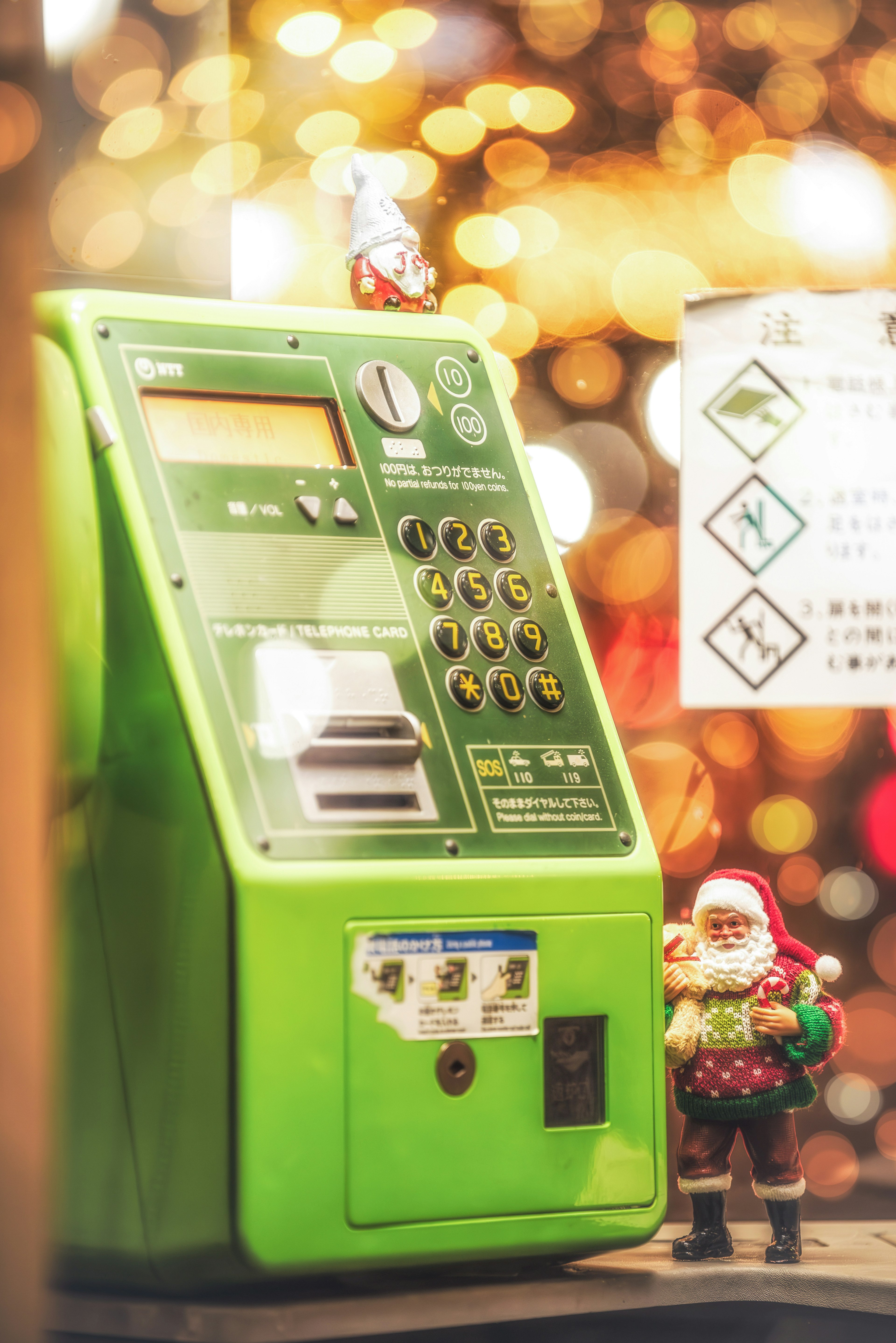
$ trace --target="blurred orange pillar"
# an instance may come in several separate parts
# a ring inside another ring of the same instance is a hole
[[[0,79],[32,87],[39,0],[0,0]],[[32,432],[32,152],[0,173],[0,1338],[42,1336],[50,1058],[51,692]]]

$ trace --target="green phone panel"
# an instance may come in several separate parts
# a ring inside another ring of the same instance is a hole
[[[60,1279],[647,1238],[660,872],[491,351],[439,317],[38,314],[94,426],[105,612],[59,827]]]

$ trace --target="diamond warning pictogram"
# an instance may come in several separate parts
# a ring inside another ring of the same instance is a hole
[[[758,690],[802,647],[806,635],[759,588],[751,588],[704,634],[704,639]]]
[[[755,462],[797,423],[803,406],[754,359],[714,396],[703,414]]]
[[[761,475],[750,475],[703,524],[751,573],[761,573],[806,525]]]

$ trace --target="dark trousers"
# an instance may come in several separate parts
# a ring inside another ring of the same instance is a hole
[[[679,1142],[679,1187],[685,1194],[731,1185],[731,1152],[738,1129],[752,1162],[759,1198],[799,1198],[805,1189],[793,1113],[761,1119],[691,1119]]]

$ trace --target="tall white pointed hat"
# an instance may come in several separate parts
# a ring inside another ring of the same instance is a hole
[[[392,196],[386,195],[382,183],[365,168],[361,154],[351,156],[351,180],[354,205],[346,254],[349,263],[380,243],[398,242],[408,227],[408,220]]]

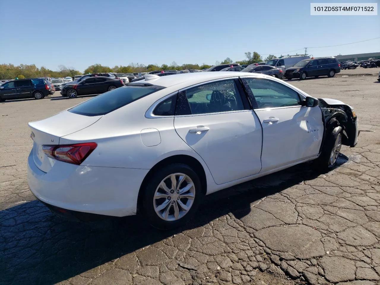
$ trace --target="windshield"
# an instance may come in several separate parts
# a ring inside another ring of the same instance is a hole
[[[68,111],[71,113],[85,116],[105,115],[165,88],[157,85],[128,85],[98,95]]]
[[[295,65],[293,65],[293,66],[306,66],[306,65],[307,65],[307,63],[308,63],[310,61],[311,61],[311,60],[310,60],[310,59],[304,59],[303,60],[301,60],[300,62],[297,62]]]
[[[271,59],[270,60],[267,62],[266,64],[267,65],[272,65],[272,66],[274,66],[274,65],[276,64],[276,63],[278,60],[279,60],[277,59]]]

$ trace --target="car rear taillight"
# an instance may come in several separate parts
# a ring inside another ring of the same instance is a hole
[[[57,160],[80,165],[97,146],[96,142],[58,146],[44,145],[42,151]]]

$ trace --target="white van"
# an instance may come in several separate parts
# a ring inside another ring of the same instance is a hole
[[[280,59],[273,59],[266,63],[267,65],[271,65],[282,70],[282,72],[285,74],[285,71],[289,67],[291,67],[297,62],[299,62],[304,59],[310,59],[310,55],[302,55],[301,56],[282,57]]]

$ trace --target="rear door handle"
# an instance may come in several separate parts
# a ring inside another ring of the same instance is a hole
[[[263,121],[263,123],[271,123],[274,122],[278,122],[280,120],[278,118],[275,118],[273,117],[271,117],[269,119],[265,119]]]
[[[196,128],[194,128],[193,129],[190,129],[189,130],[189,133],[198,133],[198,131],[206,131],[209,130],[209,129],[210,128],[208,127],[205,127],[204,126],[197,126]]]

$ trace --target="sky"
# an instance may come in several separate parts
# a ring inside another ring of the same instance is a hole
[[[370,2],[380,9],[379,0],[363,1]],[[82,71],[97,63],[213,65],[227,57],[244,59],[248,51],[265,58],[308,47],[315,57],[380,52],[380,38],[310,48],[380,37],[378,13],[310,16],[310,2],[0,0],[0,63]]]

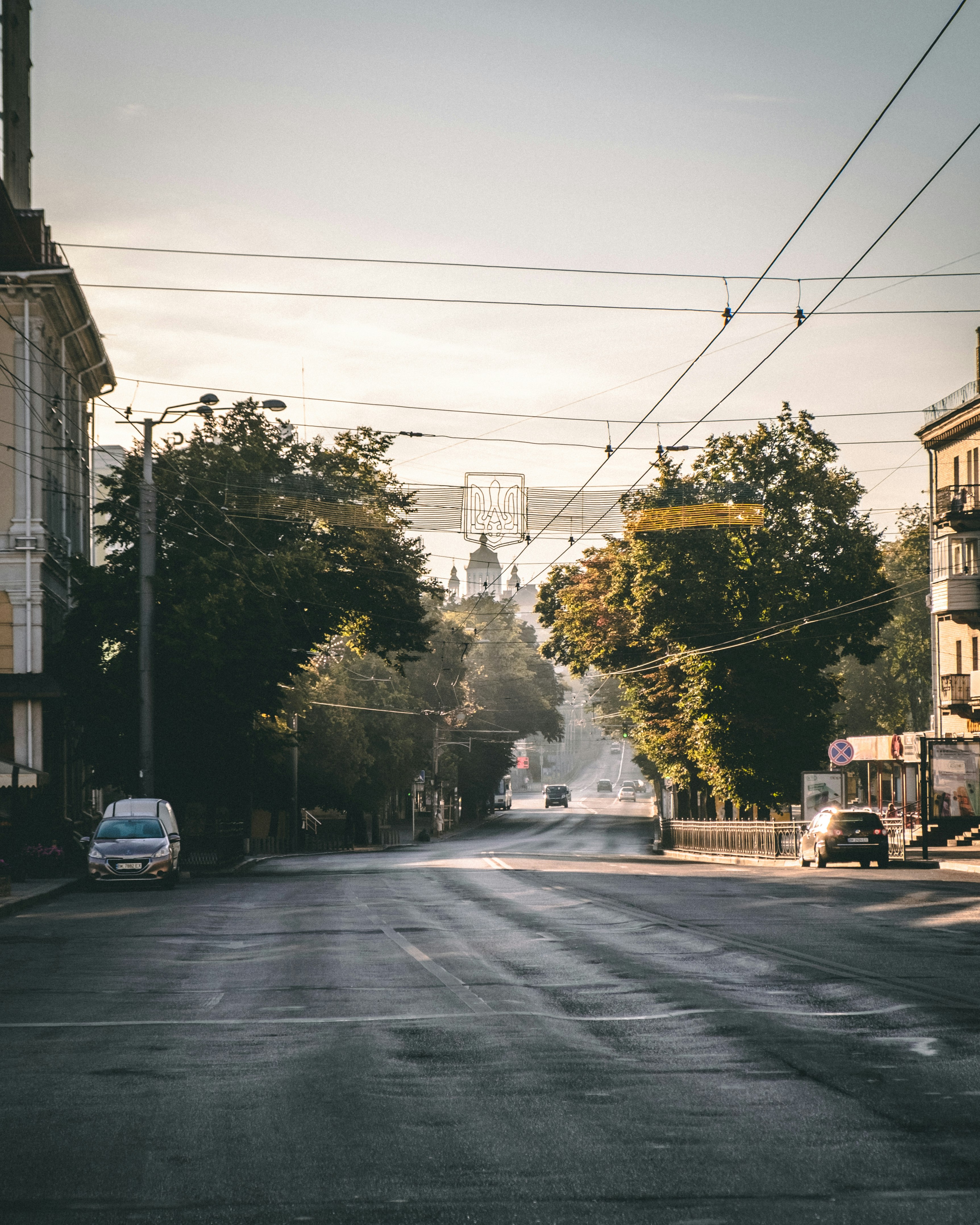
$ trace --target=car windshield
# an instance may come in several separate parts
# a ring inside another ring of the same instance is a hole
[[[163,838],[163,826],[153,817],[116,817],[103,821],[96,831],[96,842],[114,842],[116,838]]]

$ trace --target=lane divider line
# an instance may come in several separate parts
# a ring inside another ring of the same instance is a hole
[[[484,1003],[484,1001],[480,1001]],[[508,1017],[533,1017],[544,1020],[566,1020],[575,1025],[616,1025],[635,1024],[641,1020],[677,1020],[682,1017],[696,1017],[718,1013],[760,1013],[777,1017],[877,1017],[882,1013],[899,1012],[914,1008],[915,1005],[888,1005],[883,1008],[864,1008],[850,1012],[807,1012],[795,1008],[676,1008],[671,1012],[644,1012],[630,1017],[573,1017],[561,1012],[538,1012],[533,1009],[513,1009],[495,1012],[486,1007],[473,1012],[429,1012],[429,1013],[392,1013],[366,1017],[187,1017],[180,1019],[151,1020],[4,1020],[0,1029],[113,1029],[138,1028],[149,1025],[363,1025],[390,1022],[417,1020],[470,1020],[473,1017],[506,1020]],[[899,1040],[899,1039],[895,1039]]]

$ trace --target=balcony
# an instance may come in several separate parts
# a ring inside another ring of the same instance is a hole
[[[936,523],[959,527],[980,524],[980,485],[943,485],[936,490]]]
[[[975,575],[949,575],[935,578],[930,588],[930,608],[936,616],[973,625],[980,615],[980,578]]]
[[[940,676],[940,706],[943,710],[953,710],[962,707],[964,710],[970,706],[970,674],[949,673]]]
[[[925,410],[925,418],[927,424],[932,421],[938,421],[941,417],[946,417],[947,413],[952,413],[953,409],[963,408],[964,404],[969,404],[971,399],[976,399],[980,396],[980,382],[969,382],[954,391],[951,396],[946,396],[943,399],[937,401],[935,404],[930,404]]]

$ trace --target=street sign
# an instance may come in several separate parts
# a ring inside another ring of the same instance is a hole
[[[842,809],[845,802],[844,774],[840,771],[805,771],[801,788],[800,816],[804,821],[813,817],[832,804]]]

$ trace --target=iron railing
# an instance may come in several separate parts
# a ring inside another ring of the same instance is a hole
[[[970,701],[970,674],[948,673],[940,676],[940,704],[968,706]]]
[[[973,382],[964,383],[959,391],[951,392],[948,396],[943,396],[942,399],[936,401],[935,404],[930,404],[925,409],[925,419],[927,421],[937,421],[941,417],[946,417],[947,413],[952,413],[954,408],[969,404],[978,396],[980,396],[980,382],[974,380]]]
[[[888,831],[889,859],[905,858],[905,828],[897,821],[878,817]],[[752,859],[799,859],[805,821],[660,821],[664,850],[687,850],[702,855],[745,855]]]
[[[936,490],[936,518],[980,511],[980,485],[943,485]]]

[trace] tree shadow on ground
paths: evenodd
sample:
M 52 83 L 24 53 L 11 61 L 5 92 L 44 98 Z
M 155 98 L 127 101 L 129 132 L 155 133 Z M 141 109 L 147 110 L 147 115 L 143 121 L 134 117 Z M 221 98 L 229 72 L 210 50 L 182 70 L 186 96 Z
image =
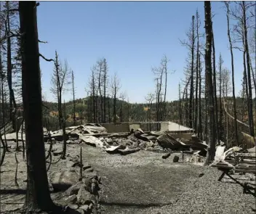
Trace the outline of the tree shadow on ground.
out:
M 162 206 L 166 206 L 166 205 L 172 205 L 173 202 L 170 203 L 122 203 L 122 202 L 107 202 L 105 201 L 100 201 L 100 204 L 101 205 L 105 205 L 105 206 L 118 206 L 118 207 L 135 207 L 137 208 L 148 208 L 148 207 L 162 207 Z
M 0 194 L 25 194 L 27 189 L 0 189 Z

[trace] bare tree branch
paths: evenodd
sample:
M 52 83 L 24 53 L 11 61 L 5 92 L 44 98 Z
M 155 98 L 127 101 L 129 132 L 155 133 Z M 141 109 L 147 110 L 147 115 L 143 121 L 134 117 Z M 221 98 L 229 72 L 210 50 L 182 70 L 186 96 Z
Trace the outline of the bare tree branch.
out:
M 39 57 L 42 57 L 45 61 L 47 61 L 47 62 L 55 62 L 54 59 L 47 59 L 45 58 L 42 54 L 39 54 Z

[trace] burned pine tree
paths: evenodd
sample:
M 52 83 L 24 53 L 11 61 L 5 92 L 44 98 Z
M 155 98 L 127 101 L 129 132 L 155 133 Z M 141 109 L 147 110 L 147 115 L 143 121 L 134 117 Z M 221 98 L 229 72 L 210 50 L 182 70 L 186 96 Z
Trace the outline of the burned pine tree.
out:
M 225 2 L 227 9 L 227 25 L 228 25 L 228 37 L 229 41 L 229 48 L 231 56 L 231 70 L 232 70 L 232 90 L 233 90 L 233 115 L 234 115 L 234 125 L 235 125 L 235 137 L 236 144 L 238 142 L 238 133 L 237 133 L 237 115 L 236 115 L 236 101 L 235 95 L 235 77 L 234 77 L 234 66 L 233 66 L 233 46 L 231 41 L 231 37 L 230 33 L 230 22 L 229 22 L 229 2 Z
M 222 106 L 222 96 L 223 96 L 223 94 L 222 94 L 222 91 L 223 91 L 223 84 L 222 84 L 222 81 L 223 81 L 223 76 L 222 76 L 222 73 L 223 73 L 223 59 L 222 59 L 222 56 L 221 54 L 220 53 L 220 57 L 219 57 L 219 72 L 218 72 L 218 77 L 219 77 L 219 89 L 220 89 L 220 91 L 219 91 L 219 130 L 220 130 L 220 140 L 223 141 L 223 106 Z
M 46 168 L 42 124 L 41 86 L 39 67 L 36 2 L 20 1 L 22 33 L 22 77 L 28 186 L 26 213 L 53 211 Z
M 55 52 L 55 69 L 52 76 L 52 88 L 51 91 L 55 96 L 57 96 L 58 119 L 60 128 L 63 130 L 63 149 L 61 155 L 62 159 L 65 159 L 66 152 L 66 141 L 67 136 L 65 133 L 65 123 L 64 121 L 62 105 L 62 96 L 65 86 L 70 84 L 69 78 L 71 75 L 71 70 L 68 67 L 68 62 L 65 60 L 64 64 L 59 62 L 58 55 Z
M 189 79 L 190 90 L 189 90 L 189 102 L 188 104 L 188 126 L 190 128 L 194 128 L 194 102 L 193 102 L 193 94 L 194 94 L 194 58 L 195 58 L 195 44 L 196 44 L 196 26 L 195 26 L 195 16 L 192 16 L 192 22 L 189 31 L 186 33 L 188 41 L 180 41 L 180 44 L 185 46 L 188 50 L 188 57 L 186 59 L 187 67 L 185 67 L 185 75 L 186 78 Z M 187 84 L 187 82 L 185 82 Z M 187 86 L 187 87 L 188 87 Z M 187 91 L 186 89 L 186 91 Z
M 121 89 L 120 80 L 117 77 L 116 73 L 114 73 L 111 83 L 111 93 L 113 96 L 113 123 L 116 123 L 116 99 L 118 93 Z
M 215 155 L 215 103 L 212 84 L 212 27 L 211 2 L 204 1 L 205 15 L 205 33 L 206 33 L 206 49 L 205 49 L 205 76 L 206 88 L 207 90 L 207 113 L 208 113 L 208 149 L 205 160 L 205 165 L 208 165 L 214 160 Z
M 76 125 L 76 100 L 75 100 L 75 77 L 73 71 L 71 71 L 72 94 L 73 94 L 73 125 Z

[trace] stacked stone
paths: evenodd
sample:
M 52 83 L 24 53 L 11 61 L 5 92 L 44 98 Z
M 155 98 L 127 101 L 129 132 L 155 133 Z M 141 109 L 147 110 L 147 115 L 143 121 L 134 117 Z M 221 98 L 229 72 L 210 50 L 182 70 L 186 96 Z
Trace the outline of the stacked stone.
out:
M 79 156 L 68 157 L 66 166 L 66 170 L 53 173 L 51 176 L 53 189 L 65 190 L 57 203 L 65 206 L 65 209 L 74 209 L 82 214 L 100 213 L 100 176 L 87 162 L 81 165 Z

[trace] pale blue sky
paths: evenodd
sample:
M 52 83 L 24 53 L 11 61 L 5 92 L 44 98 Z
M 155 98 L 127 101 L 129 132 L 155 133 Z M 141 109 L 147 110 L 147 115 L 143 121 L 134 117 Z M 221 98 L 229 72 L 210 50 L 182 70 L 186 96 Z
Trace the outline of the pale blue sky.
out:
M 215 14 L 213 28 L 217 57 L 221 52 L 224 66 L 230 66 L 226 17 L 223 3 L 212 1 Z M 151 72 L 164 54 L 170 59 L 167 99 L 178 98 L 178 82 L 184 77 L 187 49 L 179 38 L 185 38 L 191 16 L 199 9 L 204 30 L 204 1 L 41 1 L 38 7 L 40 52 L 53 58 L 55 49 L 67 59 L 75 74 L 76 97 L 86 96 L 90 67 L 100 58 L 107 59 L 109 75 L 116 72 L 132 102 L 143 102 L 154 91 Z M 235 52 L 236 94 L 241 90 L 241 55 Z M 53 63 L 41 59 L 43 90 L 48 100 Z M 71 93 L 65 94 L 66 101 Z

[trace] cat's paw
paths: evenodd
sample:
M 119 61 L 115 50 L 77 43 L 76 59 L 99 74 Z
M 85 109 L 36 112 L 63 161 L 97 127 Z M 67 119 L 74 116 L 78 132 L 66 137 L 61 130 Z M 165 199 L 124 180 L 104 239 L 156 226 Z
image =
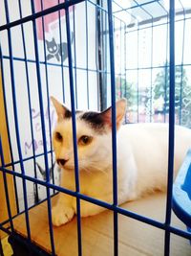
════════
Requirement —
Reproduce, character for character, the stretch from the line containing "trace --target=iron railing" through the line containing "[[[936,490],[936,518],[980,511],[980,485],[943,485]]]" in the listing above, including both of those lines.

Correct answer —
$ trace --target=iron railing
# an instance may come in several separate parts
# a ring inside another ring of the same instance is a hole
[[[970,701],[970,674],[948,673],[940,676],[940,704],[968,706]]]
[[[973,382],[964,383],[959,391],[951,392],[948,396],[943,396],[942,399],[936,401],[935,404],[930,404],[925,409],[925,419],[927,421],[937,421],[941,417],[946,417],[947,413],[952,413],[954,408],[969,404],[978,396],[980,396],[980,382],[974,380]]]
[[[888,831],[889,859],[905,858],[905,828],[897,821],[878,817]],[[752,859],[799,859],[805,821],[660,821],[664,850],[687,850],[702,855],[745,855]]]
[[[936,490],[936,518],[980,511],[980,485],[943,485]]]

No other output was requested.